* _What is required_: Transcribe the records exactly from the line with "the foliage, put" to the end, both included.

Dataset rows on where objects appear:

## start

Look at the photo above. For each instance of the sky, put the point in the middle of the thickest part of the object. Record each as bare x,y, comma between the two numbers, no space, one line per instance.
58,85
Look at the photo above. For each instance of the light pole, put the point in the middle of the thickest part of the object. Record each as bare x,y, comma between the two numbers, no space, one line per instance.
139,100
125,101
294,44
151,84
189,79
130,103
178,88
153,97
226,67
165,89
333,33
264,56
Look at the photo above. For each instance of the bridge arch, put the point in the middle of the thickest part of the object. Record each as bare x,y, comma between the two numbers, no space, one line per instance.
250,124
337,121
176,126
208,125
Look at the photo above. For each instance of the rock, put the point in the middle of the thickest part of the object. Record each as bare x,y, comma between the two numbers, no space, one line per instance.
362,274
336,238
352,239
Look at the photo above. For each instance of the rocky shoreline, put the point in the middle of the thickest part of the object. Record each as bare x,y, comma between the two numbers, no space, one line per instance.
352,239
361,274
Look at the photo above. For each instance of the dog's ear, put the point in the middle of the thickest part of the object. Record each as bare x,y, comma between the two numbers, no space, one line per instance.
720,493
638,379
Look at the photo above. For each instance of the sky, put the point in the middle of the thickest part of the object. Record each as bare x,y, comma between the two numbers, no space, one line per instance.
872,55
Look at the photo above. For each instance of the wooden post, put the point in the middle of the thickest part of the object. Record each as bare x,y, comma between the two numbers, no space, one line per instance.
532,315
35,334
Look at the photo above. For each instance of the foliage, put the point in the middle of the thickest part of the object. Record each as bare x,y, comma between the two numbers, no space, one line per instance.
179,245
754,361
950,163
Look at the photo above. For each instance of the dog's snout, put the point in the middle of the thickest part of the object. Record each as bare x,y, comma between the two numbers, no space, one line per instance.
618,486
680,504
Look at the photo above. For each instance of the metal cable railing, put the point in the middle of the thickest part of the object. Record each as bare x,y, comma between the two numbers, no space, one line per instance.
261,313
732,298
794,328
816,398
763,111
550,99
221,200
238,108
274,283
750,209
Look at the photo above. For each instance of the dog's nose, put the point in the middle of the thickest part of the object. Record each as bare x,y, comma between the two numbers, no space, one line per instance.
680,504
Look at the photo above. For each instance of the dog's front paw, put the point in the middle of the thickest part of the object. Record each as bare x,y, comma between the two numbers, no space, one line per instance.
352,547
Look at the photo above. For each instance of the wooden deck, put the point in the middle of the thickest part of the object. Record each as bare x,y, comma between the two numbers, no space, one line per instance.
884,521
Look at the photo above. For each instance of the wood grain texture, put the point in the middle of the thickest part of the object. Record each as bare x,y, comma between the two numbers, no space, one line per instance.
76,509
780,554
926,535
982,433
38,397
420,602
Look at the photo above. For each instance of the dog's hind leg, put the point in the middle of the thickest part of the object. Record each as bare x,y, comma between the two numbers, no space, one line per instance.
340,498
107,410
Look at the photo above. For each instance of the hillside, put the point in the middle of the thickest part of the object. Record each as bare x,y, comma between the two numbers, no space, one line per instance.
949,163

## end

* _Solution for this task_:
Look at the photo above. For each instance of the foliage, put the point in the middle of the thickest part of the object. Record each as bare x,y, comma between the two numbers, no space, one line per instance.
179,245
754,361
950,163
Look at the photo above. For each instance of the dog's snout, put the point in the middle of the thickest part of the object. Record each as bare x,y, comma between the two numbers, no space, one line per instance.
618,486
680,504
Look at the photo above. For each instance of the metal cable railing, put the point in the middle of the thickest part of the object. Record each as bare x,y, comma between the two numbers, no space, one line per instance.
261,313
732,298
794,328
816,398
763,111
550,99
221,200
238,108
274,283
750,209
Look at the photo above. For each instance of the dog's nose, put the point in the middle of the thickest part of the object. Record each as bare x,y, comma between the two numbers, no space, one line per instance.
680,504
Look at the photo above. For each instance of the dog's front paw, put the point in the middle of the thickest part of the object. Record each as bare x,y, comma between the two numbers, no space, one line per instance.
352,547
Look at the photo above. For each instance of the wooden deck, put the point in the middle of the thickest part of the object. Record each as bare x,y, comma between the two numbers, no space, one line per instance.
884,521
Look at the photo above. For each instance of the wood grain texture, put the point in the middle of the thickest part of the object. Record each as bare x,y, comma between the two numbers, no space, one line per instance.
76,509
780,554
926,535
982,433
38,397
420,602
Look at the photo above. For each instance of the dog's hind leg, put the point in the middle of the thickest part of the object. Record each as bare x,y, comma between the two numbers, no space, one line per instance.
340,498
107,410
Look at the photo above. For each instance of the hillside, put the point in the middle of the thickest part of the object. Record each as bare x,y, comma between the two numbers, no space, one line per instance.
949,163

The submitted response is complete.